> **AUFTRAG**
Gib bitte aus dem Text über die Laufzeiten deutscher Kernkraftwerke die Stelle von „Das aktuelle Auftreten“ bis einschließlich „genug vorangeschritten sei.“ wortgetreu wieder.

> **AUSGEWÄHLTER ABSCHNITT**
· · ·
Zur aktuellen Diskussion um Verlängerung der
Laufzeiten deutscher Kernkraftwerke

 

Die Mär von der "Brückentechnologie"

 
ape.  Was die Argumentation der Befürworter einer Verlängerung von AKW-Laufzeiten angeht, so begegnet uns darin dieser Tage eine eigentümliche Unlogik: Da wird mit größtem Ernst unverdrossen die BSS-Behauptung wiederholt (BSS = billig, sauber, sicher), gleichzeitig aber mit scheinbarem Verve am schlussendlichen, wenn auch weit nach hinten verschobenen Atomausstieg festgehalten. Was nun? Entweder Atomkraft ist bss, dann wäre der Ausstieg überhaupt Unfug. Oder an bss ist was faul, dann wäre die Hinausschiebung des Ausstiegs unverantwortlich.
 

Schwarz-gelb, Energiekonzerne, Lobbyisten und diverse Kommentatoren reiten indes die Schimäre einer Zwischenlinie. Warum? Weil sie womöglich Atomkraft zwar für bss halten, aber wissen, dass noch immer die Bevölkerungsmehrheit ihnen kein Wort glaubt. Weshalb der Schimärenritt nur dem Zweck dient: Zeit herausschinden, während der einerseits die abgeschriebenen Meiler ordentlich Extraprofit abwerfen, während der andererseits die AKW-Ablehnungsfront möglichst aufgeweicht wird. Ob danach die Konzerne auf AKW-Neubauten beharren oder aus Angst vor den risikoreichen Gigant-Investitionen vielleicht lieber auf andere Energien umsteigen, wird davon abhängen, für welche Bereiche sie sich mehr staatliche Unterstützung und mehr Gewinn versprechen.

Das aktuelle Auftreten der Befürworter von AKW-Laufzeitverlängerungen geht derweil nach dem gleichen Muster vonstatten wie schon seit den 1970ern/1980ern. Sie treten als die Vernünftigen, die Realisten, die Pragmatiker auf. Als diejenigen, die, im Gegensatz zu den ökologischen Utopisten und Traumtänzern, aus Verantwortung für das Gemeinwohl und für das Funktionieren der Volkswirtschaft die Energieversorgung jetzt und bis auf weiteres sicherstellen wollen. Dazu sei nunmal die Atomtechnik für den Augenblick und auch noch für die nächsten Jahre (Jahrzehnte) unverzichtbar. Man brauche die AKWs (bss!) einfach als "Brückentechnologie", weil der Umstieg auf regenerative Energieproduktion - der angeblich auch ihr langfristiges Ziel ist - noch nicht weit genug vorangeschritten sei.
· · ·
> **VORLIEGENDES MATERIAL**

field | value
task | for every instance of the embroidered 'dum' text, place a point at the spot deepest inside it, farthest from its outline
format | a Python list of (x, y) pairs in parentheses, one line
· · ·
> **SCHRIFTLICHE LÖSUNG**
Das aktuelle Auftreten der Befürworter von AKW-Laufzeitverlängerungen geht derweil nach dem gleichen Muster vonstatten wie schon seit den 1970ern/1980ern. Sie treten als die Vernünftigen, die Realisten, die Pragmatiker auf. Als diejenigen, die, im Gegensatz zu den ökologischen Utopisten und Traumtänzern, aus Verantwortung für das Gemeinwohl und für das Funktionieren der Volkswirtschaft die Energieversorgung jetzt und bis auf weiteres sicherstellen wollen. Dazu sei nunmal die Atomtechnik für den Augenblick und auch noch für die nächsten Jahre (Jahrzehnte) unverzichtbar. Man brauche die AKWs (bss!) einfach als "Brückentechnologie", weil der Umstieg auf regenerative Energieproduktion - der angeblich auch ihr langfristiges Ziel ist - noch nicht weit genug vorangeschritten sei.